▶ **Assignment**
Show every line below where "black" can be found.

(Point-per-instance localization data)
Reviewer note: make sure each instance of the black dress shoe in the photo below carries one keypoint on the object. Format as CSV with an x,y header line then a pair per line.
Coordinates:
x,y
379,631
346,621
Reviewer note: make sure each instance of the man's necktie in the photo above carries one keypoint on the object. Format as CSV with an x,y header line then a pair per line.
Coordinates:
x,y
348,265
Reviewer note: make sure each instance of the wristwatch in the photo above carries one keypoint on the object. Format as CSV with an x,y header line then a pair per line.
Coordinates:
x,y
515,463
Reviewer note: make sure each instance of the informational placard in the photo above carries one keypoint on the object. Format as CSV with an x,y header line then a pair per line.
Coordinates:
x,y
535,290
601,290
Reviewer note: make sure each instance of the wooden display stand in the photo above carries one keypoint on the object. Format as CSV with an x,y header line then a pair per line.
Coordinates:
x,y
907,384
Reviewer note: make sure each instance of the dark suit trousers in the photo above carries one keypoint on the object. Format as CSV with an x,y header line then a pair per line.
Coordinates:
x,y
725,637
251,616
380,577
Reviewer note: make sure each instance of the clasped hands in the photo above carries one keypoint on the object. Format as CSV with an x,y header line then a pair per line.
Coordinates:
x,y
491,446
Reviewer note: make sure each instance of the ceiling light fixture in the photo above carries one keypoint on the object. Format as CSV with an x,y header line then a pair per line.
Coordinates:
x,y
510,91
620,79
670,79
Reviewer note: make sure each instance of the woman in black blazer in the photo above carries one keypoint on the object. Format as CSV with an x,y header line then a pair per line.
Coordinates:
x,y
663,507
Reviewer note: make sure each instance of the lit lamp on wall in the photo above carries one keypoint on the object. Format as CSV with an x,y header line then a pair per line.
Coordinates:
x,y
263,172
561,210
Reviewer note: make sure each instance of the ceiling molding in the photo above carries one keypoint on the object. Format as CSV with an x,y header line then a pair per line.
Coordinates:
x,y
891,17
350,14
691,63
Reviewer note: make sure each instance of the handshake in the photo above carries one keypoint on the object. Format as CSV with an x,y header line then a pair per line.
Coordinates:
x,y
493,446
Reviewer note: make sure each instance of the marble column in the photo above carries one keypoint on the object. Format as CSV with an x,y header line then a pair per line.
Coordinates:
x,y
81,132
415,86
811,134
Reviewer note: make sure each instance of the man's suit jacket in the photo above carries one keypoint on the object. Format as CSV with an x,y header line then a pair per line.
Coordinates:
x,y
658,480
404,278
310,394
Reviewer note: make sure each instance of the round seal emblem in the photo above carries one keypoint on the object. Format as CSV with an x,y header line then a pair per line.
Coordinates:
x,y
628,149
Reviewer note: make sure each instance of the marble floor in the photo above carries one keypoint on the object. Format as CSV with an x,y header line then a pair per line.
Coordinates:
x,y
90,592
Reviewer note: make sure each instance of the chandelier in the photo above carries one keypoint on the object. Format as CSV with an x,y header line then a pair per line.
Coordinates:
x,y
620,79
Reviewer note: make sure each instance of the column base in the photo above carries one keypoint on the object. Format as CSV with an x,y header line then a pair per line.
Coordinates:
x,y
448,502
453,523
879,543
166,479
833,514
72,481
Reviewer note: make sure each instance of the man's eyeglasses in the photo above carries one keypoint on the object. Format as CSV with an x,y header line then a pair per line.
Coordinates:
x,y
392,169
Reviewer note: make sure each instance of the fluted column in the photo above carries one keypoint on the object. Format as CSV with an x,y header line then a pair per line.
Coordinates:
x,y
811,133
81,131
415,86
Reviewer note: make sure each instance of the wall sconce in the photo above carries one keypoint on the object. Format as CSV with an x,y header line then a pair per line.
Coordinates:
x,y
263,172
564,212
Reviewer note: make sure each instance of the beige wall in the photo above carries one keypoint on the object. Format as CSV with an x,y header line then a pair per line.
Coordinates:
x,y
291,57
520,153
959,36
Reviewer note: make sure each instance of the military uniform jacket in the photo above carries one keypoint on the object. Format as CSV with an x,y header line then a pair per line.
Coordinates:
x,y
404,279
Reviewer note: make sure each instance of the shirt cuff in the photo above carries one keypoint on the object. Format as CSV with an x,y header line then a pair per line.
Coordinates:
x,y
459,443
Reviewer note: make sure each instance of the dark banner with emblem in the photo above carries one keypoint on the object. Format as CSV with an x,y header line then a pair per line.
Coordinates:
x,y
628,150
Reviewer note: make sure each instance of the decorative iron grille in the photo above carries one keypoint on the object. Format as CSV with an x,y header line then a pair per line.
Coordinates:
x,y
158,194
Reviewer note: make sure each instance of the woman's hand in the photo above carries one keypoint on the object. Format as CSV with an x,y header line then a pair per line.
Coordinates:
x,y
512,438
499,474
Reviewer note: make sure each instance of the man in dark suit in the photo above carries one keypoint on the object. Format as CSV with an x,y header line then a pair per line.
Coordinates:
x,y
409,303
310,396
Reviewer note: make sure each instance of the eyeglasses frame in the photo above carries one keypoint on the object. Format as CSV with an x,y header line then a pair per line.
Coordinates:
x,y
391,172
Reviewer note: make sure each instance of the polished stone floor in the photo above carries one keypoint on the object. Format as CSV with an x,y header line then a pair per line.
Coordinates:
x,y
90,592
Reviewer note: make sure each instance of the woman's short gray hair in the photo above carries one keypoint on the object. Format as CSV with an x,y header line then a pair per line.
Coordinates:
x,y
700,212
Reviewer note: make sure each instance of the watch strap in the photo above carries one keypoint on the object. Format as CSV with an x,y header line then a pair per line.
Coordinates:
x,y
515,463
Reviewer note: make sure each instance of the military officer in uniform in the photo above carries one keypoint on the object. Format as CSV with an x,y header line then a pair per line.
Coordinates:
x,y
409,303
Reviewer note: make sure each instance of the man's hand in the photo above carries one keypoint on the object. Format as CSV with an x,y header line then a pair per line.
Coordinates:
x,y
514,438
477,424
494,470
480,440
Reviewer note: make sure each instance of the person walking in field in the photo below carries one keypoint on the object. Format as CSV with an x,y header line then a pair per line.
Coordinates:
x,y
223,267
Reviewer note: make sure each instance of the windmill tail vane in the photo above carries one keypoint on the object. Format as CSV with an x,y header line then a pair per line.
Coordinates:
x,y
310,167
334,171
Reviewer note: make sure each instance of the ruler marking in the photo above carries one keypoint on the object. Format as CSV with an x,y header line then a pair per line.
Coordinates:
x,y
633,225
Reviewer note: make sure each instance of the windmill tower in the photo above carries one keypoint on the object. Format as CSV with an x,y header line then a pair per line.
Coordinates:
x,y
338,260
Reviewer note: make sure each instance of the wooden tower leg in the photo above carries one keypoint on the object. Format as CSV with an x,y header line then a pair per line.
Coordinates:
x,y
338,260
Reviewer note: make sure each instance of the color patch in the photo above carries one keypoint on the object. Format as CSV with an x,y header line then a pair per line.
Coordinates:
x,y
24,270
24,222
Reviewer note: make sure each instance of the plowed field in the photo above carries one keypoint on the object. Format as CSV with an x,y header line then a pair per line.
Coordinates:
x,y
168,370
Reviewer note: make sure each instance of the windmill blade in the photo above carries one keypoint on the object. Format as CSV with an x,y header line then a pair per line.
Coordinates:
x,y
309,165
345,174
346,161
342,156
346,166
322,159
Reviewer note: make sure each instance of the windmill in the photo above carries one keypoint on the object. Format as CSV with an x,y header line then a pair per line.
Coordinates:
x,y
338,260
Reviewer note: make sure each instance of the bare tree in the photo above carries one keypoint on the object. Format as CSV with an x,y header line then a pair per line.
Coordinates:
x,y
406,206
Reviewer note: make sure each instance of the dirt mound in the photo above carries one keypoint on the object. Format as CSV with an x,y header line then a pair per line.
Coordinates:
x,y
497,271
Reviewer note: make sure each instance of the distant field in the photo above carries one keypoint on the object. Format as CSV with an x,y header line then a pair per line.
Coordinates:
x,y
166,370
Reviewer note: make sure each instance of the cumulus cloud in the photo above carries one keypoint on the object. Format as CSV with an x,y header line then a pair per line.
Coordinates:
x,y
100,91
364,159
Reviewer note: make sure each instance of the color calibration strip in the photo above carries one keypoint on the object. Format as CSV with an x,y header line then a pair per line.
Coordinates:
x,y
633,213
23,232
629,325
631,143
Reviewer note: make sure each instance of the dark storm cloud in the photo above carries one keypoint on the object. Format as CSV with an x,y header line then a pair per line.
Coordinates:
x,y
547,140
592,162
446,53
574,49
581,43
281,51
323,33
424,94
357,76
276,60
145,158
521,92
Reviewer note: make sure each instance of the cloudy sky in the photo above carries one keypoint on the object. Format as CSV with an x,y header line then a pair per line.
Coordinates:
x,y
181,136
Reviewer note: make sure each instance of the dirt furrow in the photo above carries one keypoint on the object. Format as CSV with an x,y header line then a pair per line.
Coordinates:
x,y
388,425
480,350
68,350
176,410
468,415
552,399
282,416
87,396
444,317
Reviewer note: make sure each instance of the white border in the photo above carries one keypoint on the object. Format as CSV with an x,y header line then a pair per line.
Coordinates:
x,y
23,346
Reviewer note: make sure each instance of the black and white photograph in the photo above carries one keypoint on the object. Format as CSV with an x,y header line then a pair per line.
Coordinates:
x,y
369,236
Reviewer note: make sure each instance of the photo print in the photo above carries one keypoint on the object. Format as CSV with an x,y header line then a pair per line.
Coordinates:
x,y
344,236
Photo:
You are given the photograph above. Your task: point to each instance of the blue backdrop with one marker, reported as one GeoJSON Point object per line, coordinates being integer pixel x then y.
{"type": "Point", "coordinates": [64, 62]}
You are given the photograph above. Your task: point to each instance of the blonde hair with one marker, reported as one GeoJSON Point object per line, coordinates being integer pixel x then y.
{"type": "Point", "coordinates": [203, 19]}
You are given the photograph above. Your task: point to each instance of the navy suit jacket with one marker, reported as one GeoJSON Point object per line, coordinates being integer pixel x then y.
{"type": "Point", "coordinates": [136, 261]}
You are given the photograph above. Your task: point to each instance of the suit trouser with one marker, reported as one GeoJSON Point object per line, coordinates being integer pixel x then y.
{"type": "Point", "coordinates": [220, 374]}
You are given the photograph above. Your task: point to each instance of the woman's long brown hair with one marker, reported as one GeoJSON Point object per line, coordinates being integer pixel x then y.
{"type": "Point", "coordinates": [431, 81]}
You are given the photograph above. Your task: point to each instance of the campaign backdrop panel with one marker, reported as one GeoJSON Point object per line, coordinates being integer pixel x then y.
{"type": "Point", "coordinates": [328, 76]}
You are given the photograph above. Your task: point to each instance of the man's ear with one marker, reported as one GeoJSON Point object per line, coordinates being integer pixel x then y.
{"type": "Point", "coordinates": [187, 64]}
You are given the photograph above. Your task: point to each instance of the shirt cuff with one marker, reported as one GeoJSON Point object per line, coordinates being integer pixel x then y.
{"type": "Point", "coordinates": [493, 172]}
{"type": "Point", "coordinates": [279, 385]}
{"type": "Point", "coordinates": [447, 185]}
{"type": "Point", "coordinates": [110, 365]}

▶ **Solution to this problem**
Reviewer note: make sure each instance of the black dress shoe in the photo below carries one keypoint on the object. Format as CSV with an x,y header line then a pair per line.
Reviewer note: make sure each instance of the woman in black blazer in the photo above carries one keypoint on the object. Format as CSV with an x,y header line then a pair per line.
Reviewer note: make sure each instance of the black and white photograph in the photo above carries one keypoint on the object. Format as CSV with an x,y header line then a pair per line.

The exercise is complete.